Entries from a point annotation set
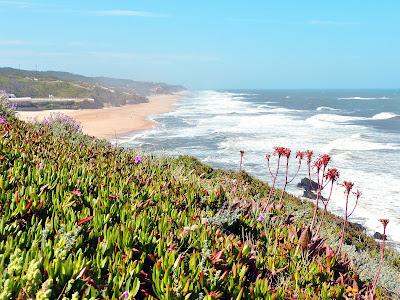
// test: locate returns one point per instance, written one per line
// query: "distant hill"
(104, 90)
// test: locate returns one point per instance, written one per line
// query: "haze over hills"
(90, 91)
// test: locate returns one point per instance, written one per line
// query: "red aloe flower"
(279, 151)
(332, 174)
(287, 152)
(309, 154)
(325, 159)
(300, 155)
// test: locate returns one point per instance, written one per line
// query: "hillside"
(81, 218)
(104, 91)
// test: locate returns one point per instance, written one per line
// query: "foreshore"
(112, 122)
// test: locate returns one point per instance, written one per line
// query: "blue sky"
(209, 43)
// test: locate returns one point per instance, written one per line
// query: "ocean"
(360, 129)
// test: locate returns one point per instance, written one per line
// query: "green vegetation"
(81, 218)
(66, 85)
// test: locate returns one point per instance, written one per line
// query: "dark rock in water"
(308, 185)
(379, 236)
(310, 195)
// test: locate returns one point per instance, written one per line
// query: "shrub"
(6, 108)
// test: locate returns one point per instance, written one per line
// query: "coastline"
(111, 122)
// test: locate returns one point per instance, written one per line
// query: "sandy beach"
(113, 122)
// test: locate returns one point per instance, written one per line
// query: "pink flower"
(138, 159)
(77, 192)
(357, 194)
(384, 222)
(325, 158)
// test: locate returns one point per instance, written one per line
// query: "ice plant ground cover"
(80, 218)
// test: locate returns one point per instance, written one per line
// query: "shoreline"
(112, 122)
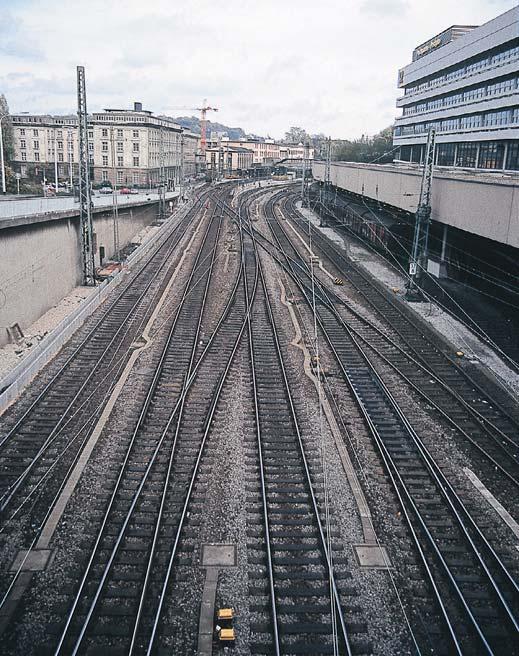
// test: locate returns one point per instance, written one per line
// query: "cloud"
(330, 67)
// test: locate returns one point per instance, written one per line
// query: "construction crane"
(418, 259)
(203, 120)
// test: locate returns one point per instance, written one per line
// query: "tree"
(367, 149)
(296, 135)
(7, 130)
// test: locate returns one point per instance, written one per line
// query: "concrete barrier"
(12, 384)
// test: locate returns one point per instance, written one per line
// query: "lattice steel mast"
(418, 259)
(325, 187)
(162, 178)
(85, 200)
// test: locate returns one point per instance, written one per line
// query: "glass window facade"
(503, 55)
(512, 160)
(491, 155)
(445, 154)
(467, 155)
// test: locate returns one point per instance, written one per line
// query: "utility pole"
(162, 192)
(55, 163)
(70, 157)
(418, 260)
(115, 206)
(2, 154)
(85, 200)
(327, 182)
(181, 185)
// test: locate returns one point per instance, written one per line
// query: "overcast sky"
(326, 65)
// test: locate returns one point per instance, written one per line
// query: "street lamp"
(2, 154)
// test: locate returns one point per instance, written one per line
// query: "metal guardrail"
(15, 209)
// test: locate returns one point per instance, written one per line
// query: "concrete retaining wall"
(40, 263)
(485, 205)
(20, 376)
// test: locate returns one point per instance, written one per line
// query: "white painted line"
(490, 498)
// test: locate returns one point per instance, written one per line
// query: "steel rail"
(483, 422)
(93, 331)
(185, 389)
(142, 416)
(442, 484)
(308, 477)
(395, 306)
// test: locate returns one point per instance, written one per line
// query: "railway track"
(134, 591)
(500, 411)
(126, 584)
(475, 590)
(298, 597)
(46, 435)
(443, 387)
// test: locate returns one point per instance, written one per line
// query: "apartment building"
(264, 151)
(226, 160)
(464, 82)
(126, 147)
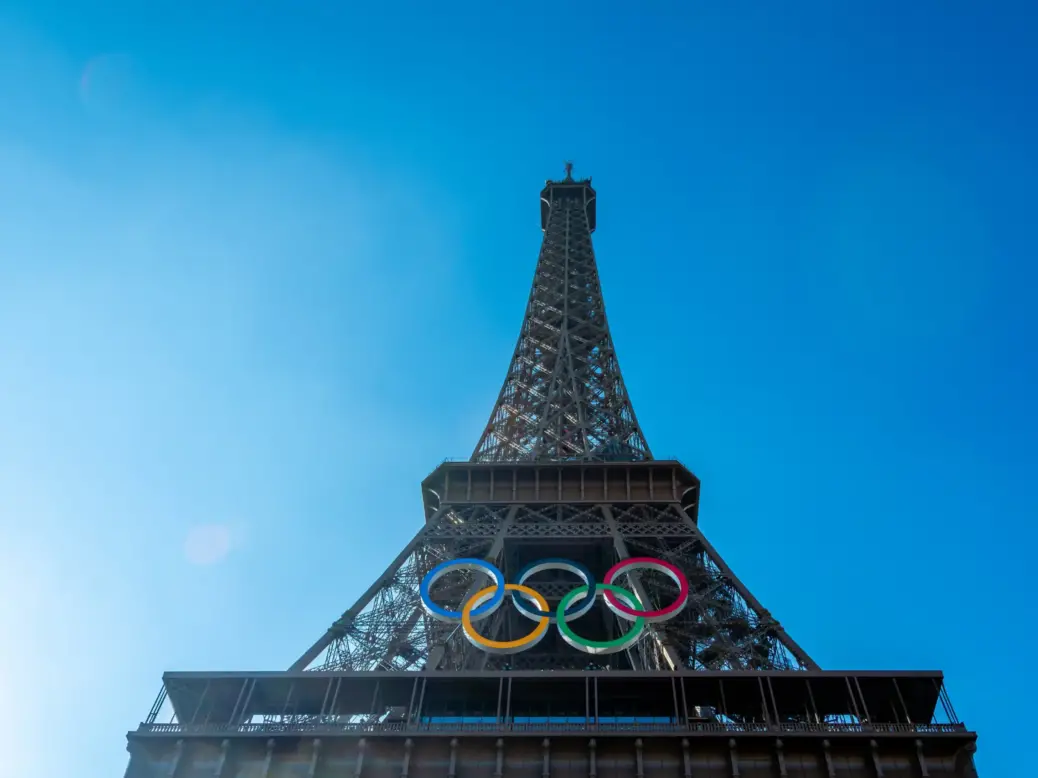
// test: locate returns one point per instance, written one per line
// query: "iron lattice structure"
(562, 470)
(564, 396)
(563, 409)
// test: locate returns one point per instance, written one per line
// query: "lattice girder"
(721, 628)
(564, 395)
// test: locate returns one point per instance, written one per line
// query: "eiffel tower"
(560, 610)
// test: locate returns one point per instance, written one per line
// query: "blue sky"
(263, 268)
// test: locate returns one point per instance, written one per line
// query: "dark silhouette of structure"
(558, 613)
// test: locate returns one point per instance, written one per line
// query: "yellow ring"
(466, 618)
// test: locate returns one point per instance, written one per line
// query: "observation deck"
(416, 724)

EXERCISE AIM
Print the records word for word and exclude any picture they hold.

SOLUTION
// test: locate returns one point per instance, written one per line
// query: "distant hill"
(104, 90)
// test: locate returns one point per instance, written one per line
// query: "haze over hills"
(90, 91)
// test: locate returns one point per instance, written one per line
// query: "red aloe flower"
(279, 151)
(332, 174)
(287, 152)
(309, 154)
(325, 159)
(300, 155)
// test: locate returns one point per instance, written one per line
// query: "hillside"
(81, 218)
(104, 91)
// test: locate returns one point per instance, written one per line
// query: "foreshore"
(112, 122)
// test: locate returns one point per instance, written one per line
// query: "blue sky"
(209, 43)
// test: locate returns one point per instance, written one per line
// query: "ocean"
(360, 129)
// test: locate returns one point per instance, written one per line
// query: "green vegetation"
(81, 218)
(66, 85)
// test: locate returns one point per instance, written one per line
// query: "dark rock in water"
(308, 185)
(379, 236)
(310, 195)
// test: locate returns one point per instance, written one per line
// query: "shrub"
(6, 108)
// test: locate returns one point per instance, written one per line
// query: "coastline"
(111, 122)
// test: locate returns one point per instance, written one per line
// query: "sandy beach"
(113, 122)
// test: locate returns one point per instance, written one per line
// query: "pink flower"
(138, 159)
(77, 192)
(357, 194)
(384, 222)
(325, 158)
// test: locate returns one point per instance, written one per line
// query: "ice plant ground cover"
(80, 218)
// test: locate returns one point per instance, written one per line
// query: "shoreline"
(112, 122)
// test: locate returns one point per instance, written one per line
// query: "cloud"
(330, 67)
// test: locate returns one point per instance, written one per line
// query: "construction crane"
(418, 259)
(203, 120)
// test: locate returns one point per instance, written one per line
// query: "tree"
(367, 149)
(296, 135)
(7, 130)
// test: locate returns one point per instance, written one per line
// query: "concrete barrier"
(12, 384)
// test: locate returns one point per instance, written one per line
// query: "lattice steel mast"
(418, 259)
(325, 187)
(162, 178)
(85, 200)
// test: locate returns one point per instance, written one per line
// query: "glass window facade"
(503, 55)
(512, 160)
(491, 155)
(445, 154)
(467, 155)
// test: locate returns one point per instance, written one per line
// query: "utility pole"
(162, 192)
(55, 163)
(70, 157)
(418, 260)
(115, 206)
(2, 154)
(85, 200)
(327, 182)
(181, 185)
// test: locate returns one point per instance, written one per line
// query: "overcast sky"
(326, 65)
// test: locate returns one point per instance, written one per line
// query: "street lamp"
(2, 154)
// test: locate returns one point per instance, written one per line
// query: "metal guardrail"
(15, 209)
// test: locate returns one point per instance, written one per line
// query: "concrete retaining wall"
(40, 263)
(485, 205)
(20, 376)
// test: locate returns one point per instance, written one per line
// query: "white painted line"
(490, 498)
// test: locate returns one point per instance, written one per line
// query: "steel rail"
(483, 422)
(93, 331)
(185, 389)
(142, 416)
(442, 484)
(308, 477)
(395, 306)
// test: locate returns one point per instance, written one per line
// query: "railway track"
(134, 591)
(500, 411)
(126, 584)
(475, 590)
(298, 597)
(46, 435)
(443, 387)
// test: locate returns one point per instance, written one per line
// query: "apartment building"
(264, 151)
(226, 160)
(464, 82)
(126, 147)
// test: locate returns one point per instance, written one per line
// query: "iron lattice structure"
(562, 470)
(564, 396)
(563, 409)
// test: locate returns one point per instance, written one per line
// query: "lattice girder"
(721, 628)
(564, 395)
// test: locate returns one point per instance, written one per line
// query: "eiffel tower"
(560, 610)
// test: locate returns one point per instance, written one per line
// query: "blue sky"
(263, 268)
// test: locate returns one point per instance, written one per line
// query: "dark silhouette of structure"
(558, 613)
// test: locate returns one point per instance, written one per line
// query: "yellow ring"
(466, 618)
// test: locate returns one point per instance, written one per line
// query: "observation deck"
(416, 724)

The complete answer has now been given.